Source text ::

━━━

Ludwik Leonid Słonimski
Ludwik Leonid Słonimski was a Polish–Russian journalist, publicist, economist and lawyer of Jewish origin, the son of Hebrew scientist and publisher Hayyim Selig Slonimski.
Career
Słonimski was born in Warsaw on 1 November 1849 to Hayyim Selig Słonimski and. His father was a mathematician, astronomer, publisher of Hebrew-language press, and an inventor. His older brother, Stanisław Słonimski, was a distinguished physician and the father of the poet Antoni Słonimski. His younger brother, Józef Słonimski, was a polyglot and the creator of a system of shorthand and a universal language, linguo romane universale.He spent his childhood in Tomaszów Mazowiecki, then attended secondary school in Warsaw and Zhytomyr, where the family moved in 1862. He later took up law studies at the University of Kyiv, which he completed in 1872.
Słonimski started publishing articles on law and jurisprudence in Sudebny Vestnik in Saint Petersburg in 1872. From 1875 to 1879 he was the head of the Foreign Policy section in Russkiy Mir, and for some time co-edited it with Yevgeny Rapp. After a short stint with the Slovo magazine, in 1881 he joined the newspaper Poryadok, then succeeded Valentin Korsh as its Foreign Policies editor. In late 1882 Słonimski became a member of the Severny Vestnik staff where his essays on economics soon started to appear regularly; in 1883 he became the head of this magazine's Foreign Review section.

━━━

Point-per-instance localization data

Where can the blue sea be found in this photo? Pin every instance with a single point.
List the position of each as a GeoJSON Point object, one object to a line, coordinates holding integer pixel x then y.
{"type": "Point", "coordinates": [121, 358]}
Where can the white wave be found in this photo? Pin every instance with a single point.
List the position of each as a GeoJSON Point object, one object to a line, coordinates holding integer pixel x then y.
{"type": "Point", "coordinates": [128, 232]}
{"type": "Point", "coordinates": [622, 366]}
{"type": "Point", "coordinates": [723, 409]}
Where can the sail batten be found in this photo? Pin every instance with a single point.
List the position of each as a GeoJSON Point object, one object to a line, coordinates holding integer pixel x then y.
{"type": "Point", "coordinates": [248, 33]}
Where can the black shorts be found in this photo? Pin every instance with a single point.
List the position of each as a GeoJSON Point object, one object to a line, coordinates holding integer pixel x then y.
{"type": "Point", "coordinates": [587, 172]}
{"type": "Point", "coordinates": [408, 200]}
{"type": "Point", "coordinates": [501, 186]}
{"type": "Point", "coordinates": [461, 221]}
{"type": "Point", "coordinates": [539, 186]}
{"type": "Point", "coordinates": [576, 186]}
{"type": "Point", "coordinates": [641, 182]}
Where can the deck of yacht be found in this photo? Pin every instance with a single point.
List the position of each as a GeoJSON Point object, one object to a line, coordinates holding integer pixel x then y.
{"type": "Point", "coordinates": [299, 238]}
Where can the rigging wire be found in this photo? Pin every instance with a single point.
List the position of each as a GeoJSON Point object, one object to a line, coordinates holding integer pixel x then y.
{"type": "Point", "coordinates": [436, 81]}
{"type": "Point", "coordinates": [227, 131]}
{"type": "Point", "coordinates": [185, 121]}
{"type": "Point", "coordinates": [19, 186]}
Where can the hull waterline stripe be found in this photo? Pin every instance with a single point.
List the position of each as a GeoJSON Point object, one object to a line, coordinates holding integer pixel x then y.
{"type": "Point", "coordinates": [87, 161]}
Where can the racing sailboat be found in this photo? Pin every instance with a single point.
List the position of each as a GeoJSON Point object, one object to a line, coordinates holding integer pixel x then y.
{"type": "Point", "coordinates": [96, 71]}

━━━

According to the biography of Ludwik Leonid Słonimski, which newspaper did he join in 1881?

Poryadok